> _Assignment_: Go through the entries, filter for the word "billboard", and copy every line that has it.

▬▬▬

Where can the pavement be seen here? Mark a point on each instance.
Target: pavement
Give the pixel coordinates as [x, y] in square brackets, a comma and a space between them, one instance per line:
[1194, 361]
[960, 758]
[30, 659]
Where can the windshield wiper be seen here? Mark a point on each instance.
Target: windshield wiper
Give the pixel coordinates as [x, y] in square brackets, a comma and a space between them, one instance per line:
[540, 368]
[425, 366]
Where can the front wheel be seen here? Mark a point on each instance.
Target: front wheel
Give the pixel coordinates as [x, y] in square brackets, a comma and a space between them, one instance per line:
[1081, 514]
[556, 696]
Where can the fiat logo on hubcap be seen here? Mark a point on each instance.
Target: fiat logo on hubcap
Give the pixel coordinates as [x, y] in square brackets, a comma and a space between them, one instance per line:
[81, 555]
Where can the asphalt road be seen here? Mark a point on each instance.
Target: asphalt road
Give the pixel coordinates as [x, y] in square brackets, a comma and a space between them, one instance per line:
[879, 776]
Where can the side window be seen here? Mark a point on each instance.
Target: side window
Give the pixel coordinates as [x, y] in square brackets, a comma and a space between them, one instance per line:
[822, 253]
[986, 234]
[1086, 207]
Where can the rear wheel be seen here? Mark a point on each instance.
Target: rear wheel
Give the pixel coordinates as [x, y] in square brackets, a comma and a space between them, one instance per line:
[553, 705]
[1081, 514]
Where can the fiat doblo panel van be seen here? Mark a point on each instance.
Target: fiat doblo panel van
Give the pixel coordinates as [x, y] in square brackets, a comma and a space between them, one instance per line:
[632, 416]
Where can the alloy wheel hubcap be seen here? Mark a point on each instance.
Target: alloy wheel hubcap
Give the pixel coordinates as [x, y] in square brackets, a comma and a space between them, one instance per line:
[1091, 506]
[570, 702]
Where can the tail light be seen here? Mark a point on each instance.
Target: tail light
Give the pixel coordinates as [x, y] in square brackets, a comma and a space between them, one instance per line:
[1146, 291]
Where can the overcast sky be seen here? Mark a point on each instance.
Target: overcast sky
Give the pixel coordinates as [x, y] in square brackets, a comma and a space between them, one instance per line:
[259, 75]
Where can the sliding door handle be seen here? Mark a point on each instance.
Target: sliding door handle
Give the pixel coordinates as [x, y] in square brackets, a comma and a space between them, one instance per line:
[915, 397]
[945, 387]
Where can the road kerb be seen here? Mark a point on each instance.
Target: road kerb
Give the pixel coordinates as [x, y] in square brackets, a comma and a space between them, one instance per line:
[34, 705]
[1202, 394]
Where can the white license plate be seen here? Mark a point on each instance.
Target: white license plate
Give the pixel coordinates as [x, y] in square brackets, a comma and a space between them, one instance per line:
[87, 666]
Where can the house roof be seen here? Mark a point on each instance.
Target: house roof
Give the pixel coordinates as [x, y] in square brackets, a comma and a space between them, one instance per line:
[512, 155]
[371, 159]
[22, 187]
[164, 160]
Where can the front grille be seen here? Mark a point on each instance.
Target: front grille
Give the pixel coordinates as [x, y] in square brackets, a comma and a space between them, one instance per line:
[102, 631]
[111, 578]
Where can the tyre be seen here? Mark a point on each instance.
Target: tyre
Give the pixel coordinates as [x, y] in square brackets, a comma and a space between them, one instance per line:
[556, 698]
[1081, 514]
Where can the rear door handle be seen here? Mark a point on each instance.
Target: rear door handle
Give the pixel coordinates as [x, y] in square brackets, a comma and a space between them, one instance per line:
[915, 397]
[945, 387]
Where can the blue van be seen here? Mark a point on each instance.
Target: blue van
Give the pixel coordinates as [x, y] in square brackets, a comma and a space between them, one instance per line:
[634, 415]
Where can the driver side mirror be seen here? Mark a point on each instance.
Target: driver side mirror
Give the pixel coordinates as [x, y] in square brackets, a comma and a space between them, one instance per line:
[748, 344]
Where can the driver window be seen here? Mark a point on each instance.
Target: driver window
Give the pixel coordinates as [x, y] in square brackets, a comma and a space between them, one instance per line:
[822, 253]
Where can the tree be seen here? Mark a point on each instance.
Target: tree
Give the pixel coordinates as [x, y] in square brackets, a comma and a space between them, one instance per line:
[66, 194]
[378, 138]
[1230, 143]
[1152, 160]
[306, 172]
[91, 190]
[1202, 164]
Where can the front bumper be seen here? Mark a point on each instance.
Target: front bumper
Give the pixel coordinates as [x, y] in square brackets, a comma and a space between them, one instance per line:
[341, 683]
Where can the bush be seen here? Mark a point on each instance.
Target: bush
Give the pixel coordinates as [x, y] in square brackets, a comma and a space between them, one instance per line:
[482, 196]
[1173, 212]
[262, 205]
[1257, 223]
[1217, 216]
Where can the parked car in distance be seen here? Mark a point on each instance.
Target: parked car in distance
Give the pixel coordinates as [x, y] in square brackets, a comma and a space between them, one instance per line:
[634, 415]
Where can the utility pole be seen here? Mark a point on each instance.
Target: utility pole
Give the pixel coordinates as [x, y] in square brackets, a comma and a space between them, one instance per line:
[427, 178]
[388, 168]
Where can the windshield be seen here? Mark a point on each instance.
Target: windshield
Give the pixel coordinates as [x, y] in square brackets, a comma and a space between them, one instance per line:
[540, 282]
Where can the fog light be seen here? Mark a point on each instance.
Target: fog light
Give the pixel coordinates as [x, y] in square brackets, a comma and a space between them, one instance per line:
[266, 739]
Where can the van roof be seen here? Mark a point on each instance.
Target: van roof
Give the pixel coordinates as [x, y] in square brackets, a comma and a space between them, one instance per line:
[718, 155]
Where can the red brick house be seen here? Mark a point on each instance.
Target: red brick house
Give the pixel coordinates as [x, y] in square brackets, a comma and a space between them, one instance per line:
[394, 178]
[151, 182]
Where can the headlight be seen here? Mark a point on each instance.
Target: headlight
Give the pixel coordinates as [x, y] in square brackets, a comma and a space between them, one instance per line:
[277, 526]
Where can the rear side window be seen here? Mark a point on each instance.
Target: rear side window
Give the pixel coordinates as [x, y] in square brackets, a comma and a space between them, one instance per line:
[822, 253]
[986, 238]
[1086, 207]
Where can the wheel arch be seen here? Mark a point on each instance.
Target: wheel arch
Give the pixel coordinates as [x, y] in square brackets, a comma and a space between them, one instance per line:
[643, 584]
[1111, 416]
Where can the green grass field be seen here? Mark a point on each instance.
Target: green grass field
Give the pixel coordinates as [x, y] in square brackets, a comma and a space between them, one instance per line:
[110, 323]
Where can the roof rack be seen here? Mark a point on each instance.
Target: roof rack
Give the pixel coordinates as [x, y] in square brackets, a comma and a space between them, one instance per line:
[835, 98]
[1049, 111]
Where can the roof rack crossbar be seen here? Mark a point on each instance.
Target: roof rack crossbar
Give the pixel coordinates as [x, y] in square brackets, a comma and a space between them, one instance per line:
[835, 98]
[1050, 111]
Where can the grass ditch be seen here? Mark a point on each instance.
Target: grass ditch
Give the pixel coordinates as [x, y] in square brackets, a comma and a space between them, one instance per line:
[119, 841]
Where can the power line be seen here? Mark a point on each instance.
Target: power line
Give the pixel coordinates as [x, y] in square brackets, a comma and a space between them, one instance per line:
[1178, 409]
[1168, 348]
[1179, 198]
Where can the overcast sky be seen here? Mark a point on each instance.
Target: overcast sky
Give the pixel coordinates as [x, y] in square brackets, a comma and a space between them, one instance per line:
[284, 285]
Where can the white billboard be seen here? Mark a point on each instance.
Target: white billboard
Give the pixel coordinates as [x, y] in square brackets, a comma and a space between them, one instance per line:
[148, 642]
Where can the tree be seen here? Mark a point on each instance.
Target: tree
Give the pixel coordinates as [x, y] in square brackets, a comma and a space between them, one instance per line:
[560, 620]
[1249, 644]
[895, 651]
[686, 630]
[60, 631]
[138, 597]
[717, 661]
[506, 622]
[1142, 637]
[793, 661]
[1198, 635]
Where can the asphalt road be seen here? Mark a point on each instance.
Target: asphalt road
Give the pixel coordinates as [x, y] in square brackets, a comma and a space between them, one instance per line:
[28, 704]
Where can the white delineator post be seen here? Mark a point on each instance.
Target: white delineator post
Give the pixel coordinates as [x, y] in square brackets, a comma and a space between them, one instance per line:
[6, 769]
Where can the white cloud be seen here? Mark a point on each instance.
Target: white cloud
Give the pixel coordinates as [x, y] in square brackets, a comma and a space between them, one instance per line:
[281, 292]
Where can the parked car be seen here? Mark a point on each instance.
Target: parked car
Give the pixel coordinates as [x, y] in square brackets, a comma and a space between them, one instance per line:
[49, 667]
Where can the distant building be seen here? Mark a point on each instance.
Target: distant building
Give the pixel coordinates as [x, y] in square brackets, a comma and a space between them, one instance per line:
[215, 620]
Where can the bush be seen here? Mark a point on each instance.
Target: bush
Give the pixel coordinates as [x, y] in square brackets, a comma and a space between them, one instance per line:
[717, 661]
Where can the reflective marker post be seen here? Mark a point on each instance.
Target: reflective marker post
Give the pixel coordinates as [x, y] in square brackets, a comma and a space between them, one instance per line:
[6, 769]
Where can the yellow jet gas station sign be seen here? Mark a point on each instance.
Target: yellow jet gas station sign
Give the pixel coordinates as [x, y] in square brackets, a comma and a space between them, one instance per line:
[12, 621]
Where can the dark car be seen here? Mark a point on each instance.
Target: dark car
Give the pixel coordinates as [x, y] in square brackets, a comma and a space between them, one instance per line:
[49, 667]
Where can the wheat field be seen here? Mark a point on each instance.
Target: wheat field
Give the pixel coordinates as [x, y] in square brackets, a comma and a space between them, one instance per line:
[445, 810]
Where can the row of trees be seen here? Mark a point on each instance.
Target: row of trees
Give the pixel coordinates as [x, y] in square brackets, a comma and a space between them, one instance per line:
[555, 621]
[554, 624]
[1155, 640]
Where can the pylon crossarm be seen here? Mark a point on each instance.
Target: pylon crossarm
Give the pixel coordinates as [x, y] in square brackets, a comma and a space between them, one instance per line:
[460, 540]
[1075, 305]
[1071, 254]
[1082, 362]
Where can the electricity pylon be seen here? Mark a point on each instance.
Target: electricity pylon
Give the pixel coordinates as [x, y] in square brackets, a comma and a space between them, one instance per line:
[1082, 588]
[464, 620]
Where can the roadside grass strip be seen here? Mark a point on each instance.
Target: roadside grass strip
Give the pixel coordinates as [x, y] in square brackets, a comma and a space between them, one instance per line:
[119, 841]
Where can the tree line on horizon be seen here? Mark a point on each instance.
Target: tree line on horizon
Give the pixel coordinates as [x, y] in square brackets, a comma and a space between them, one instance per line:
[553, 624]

▬▬▬

> _Answer area_:
Where can the white billboard be seen here? Mark a point on each instance.
Target: white billboard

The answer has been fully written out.